● **WORK ORDER**
For this exercise, return all the data word for word, with images left out.

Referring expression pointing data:
--
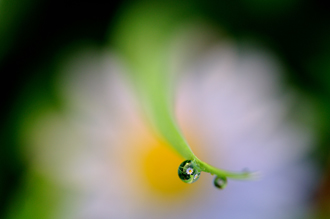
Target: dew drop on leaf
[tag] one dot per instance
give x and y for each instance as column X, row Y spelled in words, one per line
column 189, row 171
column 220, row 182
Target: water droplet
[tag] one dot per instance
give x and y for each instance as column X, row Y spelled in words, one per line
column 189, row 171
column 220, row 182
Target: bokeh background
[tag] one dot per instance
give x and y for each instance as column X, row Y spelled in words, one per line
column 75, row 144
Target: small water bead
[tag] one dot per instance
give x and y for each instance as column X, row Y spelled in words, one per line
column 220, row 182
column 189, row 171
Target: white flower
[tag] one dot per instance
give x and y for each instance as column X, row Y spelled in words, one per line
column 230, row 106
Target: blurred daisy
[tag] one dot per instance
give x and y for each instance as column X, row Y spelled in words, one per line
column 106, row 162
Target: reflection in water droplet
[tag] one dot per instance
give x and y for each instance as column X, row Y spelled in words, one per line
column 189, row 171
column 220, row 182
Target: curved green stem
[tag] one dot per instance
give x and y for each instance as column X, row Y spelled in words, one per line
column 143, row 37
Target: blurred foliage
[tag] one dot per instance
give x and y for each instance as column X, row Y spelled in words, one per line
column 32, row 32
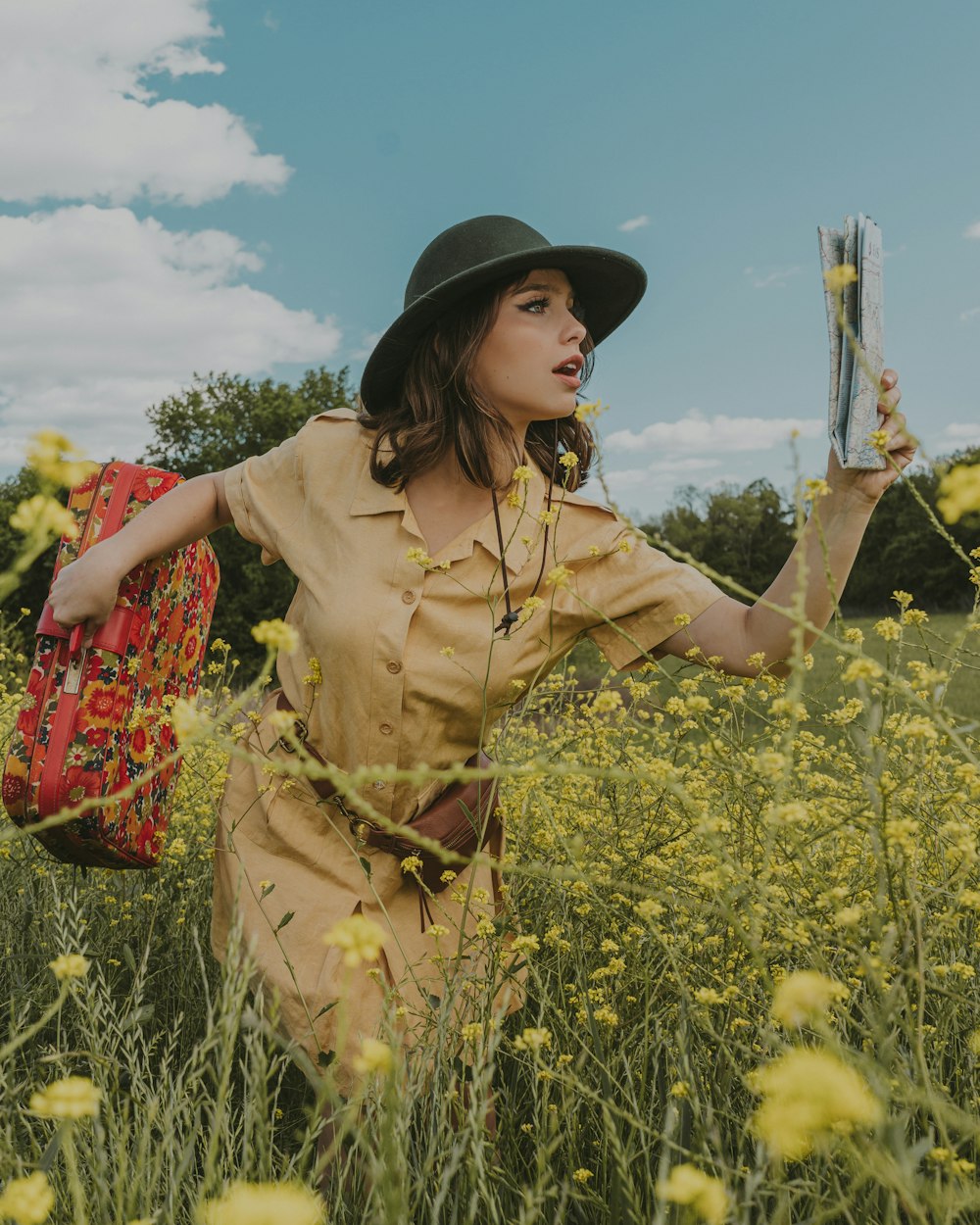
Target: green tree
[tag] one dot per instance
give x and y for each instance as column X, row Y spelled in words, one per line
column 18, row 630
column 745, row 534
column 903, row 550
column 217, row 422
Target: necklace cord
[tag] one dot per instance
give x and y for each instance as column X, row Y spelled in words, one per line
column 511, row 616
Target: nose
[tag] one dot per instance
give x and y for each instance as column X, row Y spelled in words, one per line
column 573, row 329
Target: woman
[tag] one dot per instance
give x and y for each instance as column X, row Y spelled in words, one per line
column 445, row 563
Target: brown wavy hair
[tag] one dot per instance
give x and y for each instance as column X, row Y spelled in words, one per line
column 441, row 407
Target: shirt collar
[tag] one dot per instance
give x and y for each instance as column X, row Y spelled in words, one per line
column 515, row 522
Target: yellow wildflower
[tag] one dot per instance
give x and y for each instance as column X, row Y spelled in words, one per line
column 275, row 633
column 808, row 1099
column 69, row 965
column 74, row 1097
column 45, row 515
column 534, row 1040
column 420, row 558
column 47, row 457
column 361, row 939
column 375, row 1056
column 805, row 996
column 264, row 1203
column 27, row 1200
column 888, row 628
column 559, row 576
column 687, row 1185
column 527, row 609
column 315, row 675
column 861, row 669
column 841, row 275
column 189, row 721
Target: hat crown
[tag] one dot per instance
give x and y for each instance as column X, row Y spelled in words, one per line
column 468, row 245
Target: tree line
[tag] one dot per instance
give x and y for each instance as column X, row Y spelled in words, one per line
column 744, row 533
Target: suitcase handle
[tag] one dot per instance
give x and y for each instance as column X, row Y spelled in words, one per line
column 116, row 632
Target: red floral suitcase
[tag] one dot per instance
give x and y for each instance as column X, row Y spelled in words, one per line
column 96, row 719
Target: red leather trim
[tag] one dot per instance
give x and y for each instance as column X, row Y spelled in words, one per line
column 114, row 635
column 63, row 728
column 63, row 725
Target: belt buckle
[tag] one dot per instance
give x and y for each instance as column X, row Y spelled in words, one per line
--
● **TASK RESULT**
Target: dew drop on leaf
[tag] one dot per instance
give x and y for each instance as column X, row Y spelled in words, one per line
column 189, row 171
column 220, row 182
Target: water droplet
[tag] one dot per instance
give x and y for each instance as column X, row Y spelled in words, one per line
column 189, row 171
column 220, row 182
Target: bokeh background
[tag] one dot per instance
give x and y for each instance as column X, row Y spelled in words, one per line
column 75, row 144
Target: small water bead
[tag] one dot per instance
give x and y for each instance as column X, row Y spelled in words, one per line
column 220, row 182
column 189, row 171
Target: white flower
[tag] one dot per instance
give x and y for each instance as column X, row Y spelled in words, one per line
column 230, row 106
Target: blurred daisy
[tag] one dot per instance
give x and y for each instance as column X, row Y spelled in words, one per line
column 106, row 162
Target: reflection in water droplet
[tag] one dot per instance
give x and y for each instance as column X, row Y spelled in words, one per line
column 189, row 171
column 220, row 182
Target: curved green stem
[tag] one dot per instance
give x and y for each instance as column X, row Y spelled in words, one per line
column 143, row 37
Target: blurred foliage
[tag] one dot per instance
give x and y for each instance as column X, row Y spelled in words, one per line
column 32, row 32
Target: green tree
[tag] one dot per instance
give x and y for each instance as column X, row Y spelled in words, one per line
column 18, row 630
column 745, row 534
column 903, row 550
column 217, row 422
Target: necklace cord
[tag] one dot per instance
give x and y for each instance as column X, row Y spelled in words, one per line
column 511, row 616
Target: nose
[tag] one dot per instance
give x and y for each instance as column X, row Y spelled in words, one per line
column 573, row 329
Target: woman
[tag] one dot per instance
give x and y for each instance as column X, row Y spelled in words, one per line
column 445, row 563
Target: brown wavy hair
[tag] one dot per instance
give x and y for each instance as column X, row Y spelled in words, one per line
column 441, row 407
Target: shirt collar
[tag] one dot per instance
give x and y for each instance as column X, row Y spelled in words, one per line
column 515, row 522
Target: yellow wildflower
[tag] one dot per instance
give x and y for each instance as column X, row Y spelled in words, one per line
column 275, row 633
column 808, row 1099
column 69, row 965
column 74, row 1097
column 45, row 515
column 534, row 1040
column 420, row 558
column 47, row 457
column 361, row 939
column 375, row 1056
column 805, row 996
column 264, row 1203
column 27, row 1200
column 888, row 628
column 559, row 576
column 687, row 1185
column 527, row 609
column 315, row 675
column 861, row 669
column 841, row 275
column 189, row 721
Target: hat crown
[tag] one dot per instance
give x and y for each instance as column X, row Y spelled in words, one per line
column 468, row 245
Target: tree line
[tag] one dot per instance
give x and y for each instance as column X, row Y spelled in words, one per line
column 744, row 533
Target: suitcase handle
[tag] one dot per instance
give x and y for each instance as column X, row Y spelled in words, one per line
column 116, row 632
Target: red floral suitcase
[tag] one dot per instance
give x and y for each instance as column X, row Y spelled in words, one per line
column 96, row 719
Target: red leather trim
[tag] one dot per instance
give x and y for each instance as column X, row Y spelled in words, one per line
column 114, row 635
column 63, row 728
column 63, row 725
Target: belt buckle
[tag] one dot per instance
give x and y for each instance as column X, row Y spelled in words, one per line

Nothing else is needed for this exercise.